_Aim of the task_
Print out every record exactly as it appears.

_Supplied information_
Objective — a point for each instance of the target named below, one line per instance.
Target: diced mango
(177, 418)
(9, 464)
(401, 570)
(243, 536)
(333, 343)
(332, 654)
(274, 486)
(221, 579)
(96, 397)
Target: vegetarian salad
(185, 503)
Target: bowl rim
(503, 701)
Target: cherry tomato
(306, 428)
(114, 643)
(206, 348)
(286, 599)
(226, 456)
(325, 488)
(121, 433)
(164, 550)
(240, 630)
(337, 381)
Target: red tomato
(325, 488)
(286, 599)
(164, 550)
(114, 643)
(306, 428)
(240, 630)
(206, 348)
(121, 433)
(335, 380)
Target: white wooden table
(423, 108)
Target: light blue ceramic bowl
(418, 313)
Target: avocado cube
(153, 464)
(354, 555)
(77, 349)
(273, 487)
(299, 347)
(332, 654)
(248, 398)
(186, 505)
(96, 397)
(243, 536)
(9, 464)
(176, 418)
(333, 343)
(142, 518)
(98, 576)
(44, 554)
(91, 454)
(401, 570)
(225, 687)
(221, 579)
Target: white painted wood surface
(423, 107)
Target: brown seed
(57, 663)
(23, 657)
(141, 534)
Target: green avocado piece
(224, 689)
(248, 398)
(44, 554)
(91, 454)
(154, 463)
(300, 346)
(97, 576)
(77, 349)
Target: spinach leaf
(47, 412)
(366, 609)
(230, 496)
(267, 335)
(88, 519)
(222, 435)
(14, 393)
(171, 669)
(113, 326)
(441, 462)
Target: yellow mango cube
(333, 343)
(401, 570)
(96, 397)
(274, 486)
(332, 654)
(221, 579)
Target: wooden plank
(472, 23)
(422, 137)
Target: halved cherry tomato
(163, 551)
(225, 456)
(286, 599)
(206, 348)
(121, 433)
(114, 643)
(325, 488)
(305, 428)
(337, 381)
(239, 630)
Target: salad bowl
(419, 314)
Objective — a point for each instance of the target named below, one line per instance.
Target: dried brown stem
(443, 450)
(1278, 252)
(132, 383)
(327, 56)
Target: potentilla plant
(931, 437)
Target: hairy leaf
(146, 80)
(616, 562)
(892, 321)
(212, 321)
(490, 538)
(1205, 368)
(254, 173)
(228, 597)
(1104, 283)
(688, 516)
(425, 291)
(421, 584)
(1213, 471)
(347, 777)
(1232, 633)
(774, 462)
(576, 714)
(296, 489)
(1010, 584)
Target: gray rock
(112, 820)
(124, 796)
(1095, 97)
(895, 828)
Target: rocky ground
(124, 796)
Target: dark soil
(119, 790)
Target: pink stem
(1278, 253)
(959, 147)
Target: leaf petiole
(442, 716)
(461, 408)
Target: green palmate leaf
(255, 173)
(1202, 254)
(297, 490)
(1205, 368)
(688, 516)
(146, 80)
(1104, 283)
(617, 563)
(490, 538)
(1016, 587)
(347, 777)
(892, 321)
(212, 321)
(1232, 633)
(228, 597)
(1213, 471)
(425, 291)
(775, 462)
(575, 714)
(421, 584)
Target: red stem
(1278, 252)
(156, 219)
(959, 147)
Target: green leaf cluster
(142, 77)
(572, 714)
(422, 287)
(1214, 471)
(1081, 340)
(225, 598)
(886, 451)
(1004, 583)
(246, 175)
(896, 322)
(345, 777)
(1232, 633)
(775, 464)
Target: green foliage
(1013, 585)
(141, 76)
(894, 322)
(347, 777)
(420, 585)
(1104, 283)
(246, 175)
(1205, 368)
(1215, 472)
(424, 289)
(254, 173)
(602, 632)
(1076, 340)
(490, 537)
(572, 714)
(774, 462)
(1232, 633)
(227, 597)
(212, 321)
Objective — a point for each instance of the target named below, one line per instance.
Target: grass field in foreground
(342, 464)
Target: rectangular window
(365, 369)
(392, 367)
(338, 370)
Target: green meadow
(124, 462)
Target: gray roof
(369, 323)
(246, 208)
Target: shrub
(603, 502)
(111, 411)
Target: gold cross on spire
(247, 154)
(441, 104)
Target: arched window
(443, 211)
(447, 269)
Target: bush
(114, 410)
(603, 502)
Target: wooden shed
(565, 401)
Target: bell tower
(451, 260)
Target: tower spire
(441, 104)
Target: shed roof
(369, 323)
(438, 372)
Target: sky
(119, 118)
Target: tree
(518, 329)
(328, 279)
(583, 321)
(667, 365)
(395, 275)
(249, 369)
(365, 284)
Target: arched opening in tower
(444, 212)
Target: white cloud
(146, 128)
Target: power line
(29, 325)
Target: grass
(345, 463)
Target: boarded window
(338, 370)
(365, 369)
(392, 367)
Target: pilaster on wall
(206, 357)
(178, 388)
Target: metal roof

_Worked answer_
Objective — a point for each instance of the target named below, one line per instance.
Target: diced mango
(177, 418)
(9, 464)
(401, 570)
(243, 536)
(333, 343)
(332, 654)
(274, 486)
(221, 579)
(96, 397)
Target: vegetarian salad
(185, 503)
Target: bowl rim
(503, 701)
Target: cherry tomato
(306, 428)
(114, 643)
(206, 348)
(286, 599)
(226, 456)
(325, 488)
(121, 433)
(164, 550)
(240, 630)
(337, 381)
Target: red tomato
(325, 488)
(286, 599)
(164, 550)
(114, 643)
(306, 428)
(240, 630)
(206, 348)
(121, 433)
(335, 380)
Target: white wooden table
(423, 108)
Target: light blue ceramic bowl
(418, 313)
Target: avocado cube
(153, 464)
(354, 555)
(77, 349)
(273, 487)
(299, 347)
(332, 654)
(248, 398)
(186, 505)
(96, 397)
(243, 536)
(9, 464)
(176, 418)
(333, 343)
(142, 518)
(98, 576)
(44, 554)
(91, 454)
(401, 570)
(225, 687)
(221, 579)
Target: white painted wood surface
(423, 107)
Target: brown seed
(57, 663)
(23, 657)
(141, 534)
Target: green avocado piece
(224, 689)
(248, 398)
(44, 554)
(91, 454)
(154, 463)
(300, 346)
(97, 576)
(77, 349)
Target: spinach leaf
(47, 412)
(366, 609)
(230, 496)
(267, 335)
(88, 519)
(222, 435)
(14, 393)
(171, 669)
(113, 326)
(441, 462)
Target: yellow mango cube
(333, 343)
(401, 570)
(96, 397)
(274, 486)
(332, 654)
(221, 579)
Target: wooden plank
(472, 23)
(422, 137)
Target: halved cherry tomato
(163, 551)
(225, 456)
(286, 599)
(206, 348)
(121, 433)
(114, 643)
(325, 488)
(305, 428)
(337, 381)
(239, 630)
Target: salad bowl
(419, 314)
Objective — a point for each instance of the target named below, one line per instance.
Target: dried brown stem
(443, 450)
(1278, 252)
(132, 383)
(327, 56)
Target: potentilla plant
(931, 437)
Target: hairy leaf
(146, 80)
(616, 562)
(892, 321)
(212, 321)
(490, 538)
(1205, 368)
(254, 173)
(228, 597)
(1104, 283)
(688, 516)
(425, 291)
(421, 584)
(1213, 471)
(347, 777)
(1232, 633)
(774, 462)
(576, 714)
(296, 489)
(1010, 584)
Target: gray rock
(112, 820)
(124, 796)
(1095, 97)
(895, 828)
Target: rocky ground
(124, 796)
Target: dark soil
(119, 790)
Target: pink stem
(1278, 253)
(959, 147)
Target: leaf petiole
(442, 716)
(461, 408)
Target: green palmate leaf
(255, 173)
(1202, 254)
(297, 490)
(1205, 368)
(688, 516)
(146, 80)
(1104, 283)
(617, 563)
(490, 538)
(1016, 587)
(347, 777)
(892, 321)
(212, 321)
(1232, 633)
(228, 597)
(1213, 471)
(425, 291)
(775, 462)
(575, 714)
(421, 584)
Target: red stem
(1278, 252)
(156, 219)
(959, 147)
Target: green leaf cluster
(142, 77)
(572, 714)
(422, 287)
(1214, 471)
(1081, 340)
(225, 598)
(886, 451)
(1004, 583)
(246, 175)
(896, 322)
(345, 777)
(1232, 633)
(775, 464)
Target: green foliage
(1013, 585)
(141, 76)
(894, 322)
(347, 777)
(420, 585)
(1104, 283)
(246, 175)
(1205, 368)
(1215, 472)
(424, 289)
(254, 173)
(602, 632)
(1076, 340)
(490, 537)
(572, 714)
(774, 462)
(1232, 633)
(227, 597)
(212, 321)
Objective — a point for each instance of the target named below, one line per instance.
Target: grass field in foreground
(342, 464)
Target: rectangular window
(365, 369)
(392, 367)
(338, 370)
Target: green meadow
(124, 462)
Target: gray roof
(369, 323)
(246, 208)
Target: shrub
(603, 502)
(111, 411)
Target: gold cross on spire
(247, 154)
(441, 104)
Target: arched window
(443, 211)
(447, 269)
Target: bush
(114, 410)
(603, 502)
Target: wooden shed
(565, 401)
Target: bell tower
(451, 260)
Target: tower spire
(441, 104)
Target: shed roof
(369, 323)
(438, 372)
Target: sky
(119, 118)
Target: tree
(518, 329)
(328, 279)
(583, 321)
(667, 365)
(395, 275)
(249, 369)
(365, 284)
Target: arched opening in tower
(444, 212)
Target: white cloud
(146, 128)
Target: power line
(29, 325)
Target: grass
(345, 463)
Target: boarded window
(338, 370)
(365, 369)
(392, 367)
Target: pilaster on wall
(206, 357)
(178, 388)
Target: metal roof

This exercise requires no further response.